_Given instruction 1:_ In the excerpt below, which language did Khamenei translate Qutb's words into from Arabic?

_Excerpt:_
%%
And you know, I think it was Steve in here earlier had a picture of Sayyid Qutb throughout his presentation a number of times. And Sayyid Qutb is in fact the big Muslim Brotherhood ideologue who influenced and really was the forefather of Al-Qaeda, really got Al Qaeda’s thinking, put a place for it in the world. Well, Ayatollah Khomeini, who leads the current Iranian revolution – actually, this is Khamenei now, not Khomeini. Khamenei, who is the current spiritual leader of Iran, actually translated Qutb’s words from the Arabic into Persian, okay? He sat down and did it, multiple volumes of it, so here is the intellectual forefather of al-Qaeda, and the current head of Iran actually took the time to translate his words into Persian from the Arabic in order to spread his word throughout Iran. In fact, it is still some of the most widely read volumes in the clerical establishment in Iran today.

So, this idea that Sunnis and Shiites cannot cooperate really is, I would say, a pseudo intellectual understanding of the world. It is sort of this veneer people like to pretend they actually understand the Middle East when that is really just not an understanding at all, and you know, again, even if you look at Israel and Israel’s enemies today, Hamas has the same ideological roots as Al Qaeda does. Well, it is radical Sunni. Who is its chief state backer? Iran.

Okay, now why is it so important?

Well, if you go and you check those pages from the 9/11 Commission Report, you will find some troubling things, and one of things you will find is that in the 1990s when bin Laden was in the Sudan, he was really struggling to get Al Qaeda going. He wanted to show how Al Qaeda could be, you know, some of this international vanguard for jihadists around the globe. He wanted to really inspire them to action, and so they needed a spectacular event. They needed something that would show, you know, just how powerful Al Qaeda had become.

And Bin Laden got the idea, this is going back to the early 1990s now, that in fact he should reach out to Iran and its chief terrorist proxy Hezbollah, for training. And he said, ‘You know, one of the things that Iran did back in the early 1980s, in 1983 in Lebanon, was basically forced the American withdrawal from Lebanon with an attack on the Marine barracks there. It killed 241 Marines. And Bin Laden looked at that and said, ah, well, America is a paper tiger, they will retreat if we hit them, and the way I can show people that we can do this is if we learn how to do this and Al Qaeda does this to the Americans again.’

So, he reaches out to Iran and Hezbollah, and he says show me how to do this, show my organization how to do this. Now, this, again, is all according the 9/11 Commission Report on the pages I cited for you, okay? Iran and Hezbollah agreed, okay, and they took the military committee members of Al-Qaeda, they took a number of different tactical experts from Al-Qaeda into Lebanon and Iran, and showed them how to do it. They showed them how to attack embassies, how to build suicide truck bombs, how to do that type of thing.
%%
_Records provided:_
%%
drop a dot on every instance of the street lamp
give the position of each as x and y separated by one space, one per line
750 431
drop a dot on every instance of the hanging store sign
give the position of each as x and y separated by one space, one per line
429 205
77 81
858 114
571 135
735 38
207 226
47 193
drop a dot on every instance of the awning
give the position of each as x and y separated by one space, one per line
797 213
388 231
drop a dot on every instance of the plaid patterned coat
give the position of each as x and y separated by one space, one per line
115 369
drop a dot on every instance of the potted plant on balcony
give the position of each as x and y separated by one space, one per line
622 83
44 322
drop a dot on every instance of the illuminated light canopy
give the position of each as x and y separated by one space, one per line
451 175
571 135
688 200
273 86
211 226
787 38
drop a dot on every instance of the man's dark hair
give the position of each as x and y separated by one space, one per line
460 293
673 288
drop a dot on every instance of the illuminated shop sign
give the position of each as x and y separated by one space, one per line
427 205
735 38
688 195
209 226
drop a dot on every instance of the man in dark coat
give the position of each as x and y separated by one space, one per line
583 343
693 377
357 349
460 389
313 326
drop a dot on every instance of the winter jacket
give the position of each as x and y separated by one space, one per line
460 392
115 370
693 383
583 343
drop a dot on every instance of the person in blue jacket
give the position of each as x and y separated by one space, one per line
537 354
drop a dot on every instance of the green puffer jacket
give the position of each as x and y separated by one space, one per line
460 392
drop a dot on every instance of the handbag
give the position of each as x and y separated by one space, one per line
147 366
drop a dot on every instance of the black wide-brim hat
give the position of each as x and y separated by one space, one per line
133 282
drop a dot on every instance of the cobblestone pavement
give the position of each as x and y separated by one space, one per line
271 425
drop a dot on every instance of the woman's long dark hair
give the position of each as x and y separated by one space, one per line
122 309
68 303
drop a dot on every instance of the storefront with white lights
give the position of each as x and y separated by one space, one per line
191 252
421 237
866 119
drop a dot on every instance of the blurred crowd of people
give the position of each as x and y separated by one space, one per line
%%
_Given instruction 2:_ Retype exactly the rows starting with the row that contains "drop a dot on every instance of the person" and running through the last row.

_Full response 1:_ Persian

_Full response 2:_
drop a dot on every instance of the person in blue jacket
give the position of each as x and y separated by one space, one per line
537 354
drop a dot on every instance of the green puffer jacket
give the position of each as x and y separated by one space, one per line
460 392
drop a dot on every instance of the handbag
give the position of each as x and y separated by one space, one per line
147 366
drop a dot on every instance of the black wide-brim hat
give the position of each as x and y separated by one space, one per line
133 282
drop a dot on every instance of the cobblestone pavement
give the position of each as x and y separated by one space, one per line
271 425
drop a dot on every instance of the woman's long dark hair
give the position of each as x and y separated by one space, one per line
122 309
68 303
drop a dot on every instance of the storefront with white lights
give the position of each as x and y separated by one space, one per line
191 252
421 237
866 119
drop a dot on every instance of the blurred crowd of people
give the position of each as x and y separated by one space, one per line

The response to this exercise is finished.